Exercise inputs =
========
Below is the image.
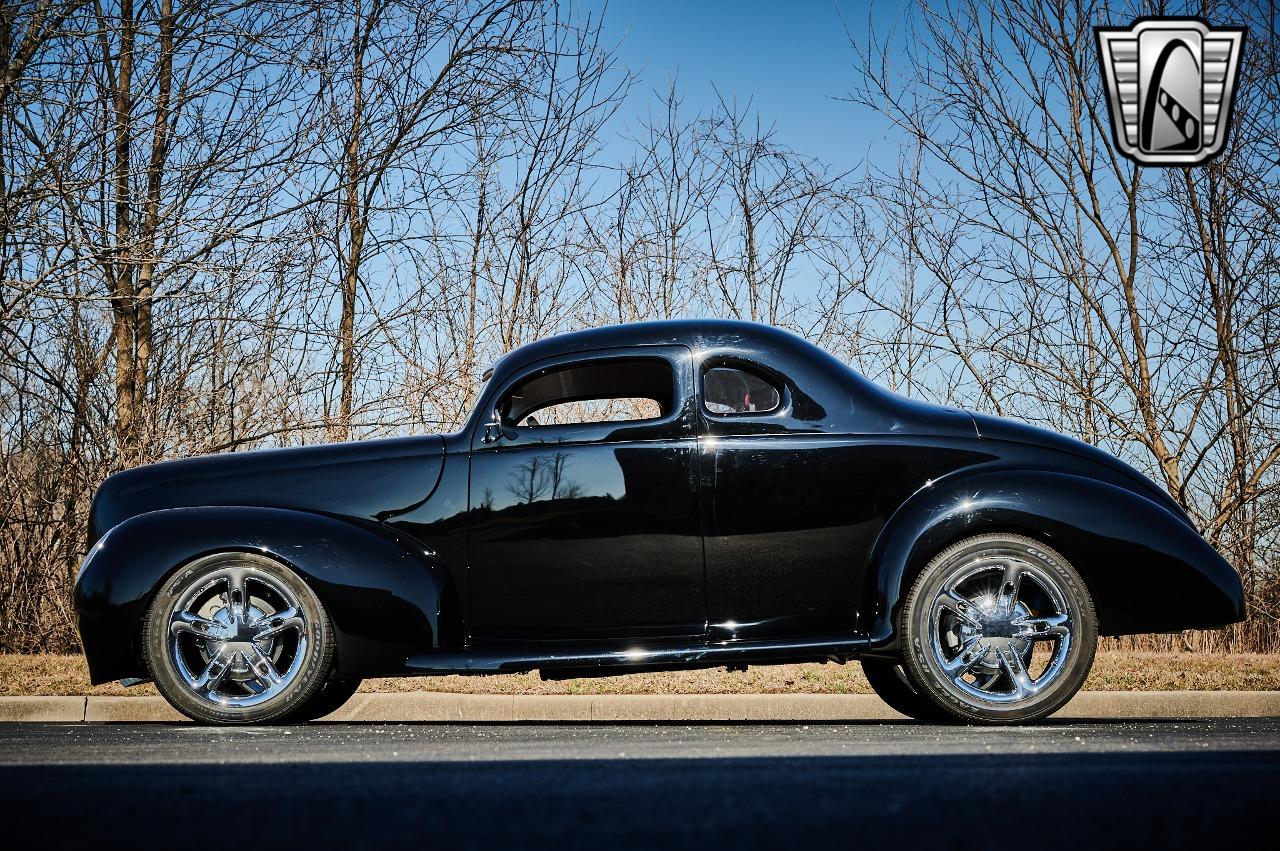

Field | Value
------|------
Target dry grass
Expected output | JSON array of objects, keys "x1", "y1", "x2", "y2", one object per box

[{"x1": 0, "y1": 650, "x2": 1280, "y2": 695}]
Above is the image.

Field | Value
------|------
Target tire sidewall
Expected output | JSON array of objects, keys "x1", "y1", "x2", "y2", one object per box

[
  {"x1": 142, "y1": 552, "x2": 334, "y2": 724},
  {"x1": 900, "y1": 532, "x2": 1097, "y2": 724}
]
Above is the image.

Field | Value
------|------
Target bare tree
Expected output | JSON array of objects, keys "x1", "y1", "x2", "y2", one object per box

[{"x1": 852, "y1": 0, "x2": 1280, "y2": 650}]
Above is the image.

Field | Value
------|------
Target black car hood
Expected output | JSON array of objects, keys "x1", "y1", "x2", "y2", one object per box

[
  {"x1": 972, "y1": 413, "x2": 1192, "y2": 523},
  {"x1": 90, "y1": 435, "x2": 444, "y2": 544}
]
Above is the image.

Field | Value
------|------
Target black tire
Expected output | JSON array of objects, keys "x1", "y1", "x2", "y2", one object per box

[
  {"x1": 861, "y1": 659, "x2": 955, "y2": 724},
  {"x1": 142, "y1": 553, "x2": 334, "y2": 724},
  {"x1": 899, "y1": 532, "x2": 1098, "y2": 724},
  {"x1": 289, "y1": 677, "x2": 361, "y2": 722}
]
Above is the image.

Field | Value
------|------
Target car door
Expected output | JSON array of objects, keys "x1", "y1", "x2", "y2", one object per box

[
  {"x1": 698, "y1": 357, "x2": 883, "y2": 639},
  {"x1": 468, "y1": 347, "x2": 707, "y2": 642}
]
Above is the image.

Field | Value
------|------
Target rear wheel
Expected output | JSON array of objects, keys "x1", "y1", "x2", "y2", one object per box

[
  {"x1": 900, "y1": 534, "x2": 1098, "y2": 724},
  {"x1": 861, "y1": 659, "x2": 951, "y2": 723},
  {"x1": 143, "y1": 553, "x2": 333, "y2": 724}
]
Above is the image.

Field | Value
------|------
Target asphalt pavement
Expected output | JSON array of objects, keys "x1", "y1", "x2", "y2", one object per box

[{"x1": 0, "y1": 718, "x2": 1280, "y2": 851}]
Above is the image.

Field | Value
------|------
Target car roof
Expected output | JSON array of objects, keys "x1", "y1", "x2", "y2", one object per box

[{"x1": 485, "y1": 319, "x2": 820, "y2": 379}]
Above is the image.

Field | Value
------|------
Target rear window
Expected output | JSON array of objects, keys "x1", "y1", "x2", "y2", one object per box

[{"x1": 703, "y1": 366, "x2": 782, "y2": 413}]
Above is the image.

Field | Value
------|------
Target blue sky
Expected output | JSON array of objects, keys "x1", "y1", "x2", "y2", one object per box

[{"x1": 585, "y1": 0, "x2": 901, "y2": 170}]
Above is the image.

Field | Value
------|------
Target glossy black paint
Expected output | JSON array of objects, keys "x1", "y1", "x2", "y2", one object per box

[{"x1": 76, "y1": 321, "x2": 1243, "y2": 682}]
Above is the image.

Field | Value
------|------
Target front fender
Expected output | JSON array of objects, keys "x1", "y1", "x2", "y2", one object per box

[
  {"x1": 863, "y1": 470, "x2": 1244, "y2": 649},
  {"x1": 73, "y1": 507, "x2": 451, "y2": 683}
]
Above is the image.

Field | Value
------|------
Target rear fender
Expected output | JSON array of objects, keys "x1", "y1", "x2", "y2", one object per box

[
  {"x1": 73, "y1": 507, "x2": 457, "y2": 683},
  {"x1": 863, "y1": 470, "x2": 1244, "y2": 649}
]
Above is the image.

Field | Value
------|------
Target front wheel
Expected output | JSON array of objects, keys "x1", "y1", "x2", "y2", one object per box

[
  {"x1": 142, "y1": 553, "x2": 334, "y2": 724},
  {"x1": 900, "y1": 534, "x2": 1098, "y2": 724}
]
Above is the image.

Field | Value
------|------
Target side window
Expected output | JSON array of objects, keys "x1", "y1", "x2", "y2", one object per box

[
  {"x1": 703, "y1": 366, "x2": 782, "y2": 413},
  {"x1": 498, "y1": 358, "x2": 676, "y2": 427}
]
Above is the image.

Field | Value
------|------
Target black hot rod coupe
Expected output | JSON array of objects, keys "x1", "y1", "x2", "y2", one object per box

[{"x1": 74, "y1": 321, "x2": 1243, "y2": 723}]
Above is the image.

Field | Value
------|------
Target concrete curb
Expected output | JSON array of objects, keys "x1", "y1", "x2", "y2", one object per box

[{"x1": 0, "y1": 691, "x2": 1280, "y2": 723}]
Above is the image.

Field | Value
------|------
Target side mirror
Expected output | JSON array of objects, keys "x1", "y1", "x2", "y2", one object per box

[{"x1": 480, "y1": 412, "x2": 520, "y2": 443}]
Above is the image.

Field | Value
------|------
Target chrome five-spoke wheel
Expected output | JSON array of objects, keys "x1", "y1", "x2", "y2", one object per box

[
  {"x1": 902, "y1": 534, "x2": 1097, "y2": 722},
  {"x1": 169, "y1": 564, "x2": 307, "y2": 706},
  {"x1": 146, "y1": 553, "x2": 332, "y2": 723}
]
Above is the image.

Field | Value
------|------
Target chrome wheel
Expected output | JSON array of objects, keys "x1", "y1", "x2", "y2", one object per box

[
  {"x1": 168, "y1": 559, "x2": 310, "y2": 708},
  {"x1": 913, "y1": 535, "x2": 1096, "y2": 719}
]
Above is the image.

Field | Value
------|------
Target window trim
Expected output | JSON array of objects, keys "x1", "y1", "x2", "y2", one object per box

[
  {"x1": 470, "y1": 344, "x2": 694, "y2": 452},
  {"x1": 696, "y1": 357, "x2": 791, "y2": 421}
]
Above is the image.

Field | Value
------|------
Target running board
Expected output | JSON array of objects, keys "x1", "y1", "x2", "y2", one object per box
========
Exercise objective = Transcribe the records above verbatim. Do not carry over any picture.

Exercise output =
Below is the image.

Field | Value
------|------
Target dry grass
Expected output | JSON array of objects, keys "x1", "y1", "x2", "y2", one object per box

[{"x1": 0, "y1": 650, "x2": 1280, "y2": 695}]
Above is the image.

Field | Value
------|------
Target tire sidewall
Expected output | JSON array of objects, keys "x1", "y1", "x2", "y2", one object per box

[
  {"x1": 142, "y1": 552, "x2": 334, "y2": 724},
  {"x1": 900, "y1": 532, "x2": 1097, "y2": 724}
]
Above is the image.

Field | Value
------|------
Target bare tree
Expected output | JSON array of objects, keys "x1", "y1", "x2", "y2", one object per box

[{"x1": 852, "y1": 0, "x2": 1280, "y2": 650}]
Above is the image.

Field | Value
------|------
Target black car hood
Expected output | JSON array of objects, keys "x1", "y1", "x2", "y2", one object per box

[
  {"x1": 972, "y1": 413, "x2": 1192, "y2": 523},
  {"x1": 90, "y1": 435, "x2": 444, "y2": 544}
]
Above is the image.

Field | Value
------|------
Target black tire
Expected output | JSON array of objects, keys "x1", "y1", "x2", "y2", one object per box

[
  {"x1": 861, "y1": 659, "x2": 955, "y2": 724},
  {"x1": 142, "y1": 553, "x2": 334, "y2": 724},
  {"x1": 899, "y1": 532, "x2": 1098, "y2": 724},
  {"x1": 289, "y1": 677, "x2": 361, "y2": 722}
]
Above is the image.

Field | Value
------|------
Target car door
Expected output | JSON array of objects, keys "x1", "y1", "x2", "y2", one object per box

[
  {"x1": 698, "y1": 357, "x2": 883, "y2": 639},
  {"x1": 468, "y1": 347, "x2": 707, "y2": 642}
]
Above is the image.

Field | Value
------|------
Target rear wheel
Expected output | JSON array of objects, keys "x1", "y1", "x2", "y2", one object per box

[
  {"x1": 900, "y1": 534, "x2": 1098, "y2": 724},
  {"x1": 861, "y1": 659, "x2": 951, "y2": 723},
  {"x1": 143, "y1": 553, "x2": 333, "y2": 724}
]
Above is the image.

Field | Value
------|------
Target asphalt pavement
Expected output | JSON array of objects, keys "x1", "y1", "x2", "y2", one object per box

[{"x1": 0, "y1": 718, "x2": 1280, "y2": 851}]
Above is the image.

Field | Value
------|------
Target car roof
Expected output | JSON array of objects, keys "x1", "y1", "x2", "y2", one object per box

[{"x1": 485, "y1": 319, "x2": 820, "y2": 379}]
Above is the image.

Field | Value
------|------
Target rear window
Expected output | JSON array of objects, keys "x1", "y1", "x2", "y2", one object per box

[{"x1": 703, "y1": 366, "x2": 782, "y2": 413}]
Above is the image.

Field | Value
------|------
Target blue sky
Expected output | JSON array of objects, keys "x1", "y1", "x2", "y2", one object per box

[{"x1": 585, "y1": 0, "x2": 901, "y2": 170}]
Above is the image.

Field | Value
------|------
Target glossy black paint
Expected output | JSON array of objects, keys "x1", "y1", "x2", "y2", one object per box

[{"x1": 76, "y1": 321, "x2": 1243, "y2": 682}]
Above is the image.

Field | Value
------|------
Target front fender
Expected output | JSON array of objects, keys "x1", "y1", "x2", "y2", one object per box

[
  {"x1": 863, "y1": 470, "x2": 1244, "y2": 649},
  {"x1": 73, "y1": 507, "x2": 451, "y2": 683}
]
Above is the image.

Field | Value
------|------
Target rear fender
Expected output | JSON array of objects, keys "x1", "y1", "x2", "y2", one object per box

[
  {"x1": 73, "y1": 507, "x2": 457, "y2": 683},
  {"x1": 863, "y1": 470, "x2": 1244, "y2": 649}
]
Above is the image.

Field | Value
------|------
Target front wheel
Expected output | JSON array of objects, keys "x1", "y1", "x2", "y2", one object per box

[
  {"x1": 142, "y1": 553, "x2": 334, "y2": 724},
  {"x1": 900, "y1": 534, "x2": 1098, "y2": 724}
]
Above is the image.

Field | Value
------|------
Target side window
Expected output | JSON array of objects, keys "x1", "y1", "x2", "y2", one object per box

[
  {"x1": 703, "y1": 366, "x2": 782, "y2": 413},
  {"x1": 498, "y1": 358, "x2": 676, "y2": 427}
]
Above is the image.

Field | Value
------|------
Target black hot rod coupe
Expected output | JSON array of objects, keys "x1", "y1", "x2", "y2", one object per box

[{"x1": 74, "y1": 321, "x2": 1243, "y2": 723}]
Above is the image.

Field | Value
------|------
Target concrete curb
Expected output | JSON array of objects, keys "x1", "y1", "x2", "y2", one object per box

[{"x1": 0, "y1": 691, "x2": 1280, "y2": 723}]
Above is the image.

Field | Value
------|------
Target side mirror
Expected output | JSON array of objects, keys "x1", "y1", "x2", "y2", one object per box

[{"x1": 480, "y1": 412, "x2": 520, "y2": 443}]
Above is the image.

Field | Value
------|------
Target chrome five-spoke wheel
Expected output | JSON array of objects, keys "x1", "y1", "x2", "y2", one object per box

[
  {"x1": 902, "y1": 534, "x2": 1097, "y2": 722},
  {"x1": 169, "y1": 564, "x2": 307, "y2": 706},
  {"x1": 146, "y1": 553, "x2": 332, "y2": 723}
]
Above is the image.

Field | Value
------|------
Target chrome wheel
Expected output | JSON array of objects, keys "x1", "y1", "x2", "y2", one object per box

[
  {"x1": 168, "y1": 559, "x2": 310, "y2": 708},
  {"x1": 913, "y1": 535, "x2": 1096, "y2": 719}
]
Above is the image.

Field | Value
------|------
Target window trim
Expected output | JSON array of objects, keys "x1", "y1", "x2", "y2", one object per box

[
  {"x1": 470, "y1": 344, "x2": 694, "y2": 452},
  {"x1": 696, "y1": 357, "x2": 791, "y2": 421}
]
Above is the image.

Field | Value
------|------
Target running board
Expected output | JSON array of objects, keys "x1", "y1", "x2", "y2", one object per box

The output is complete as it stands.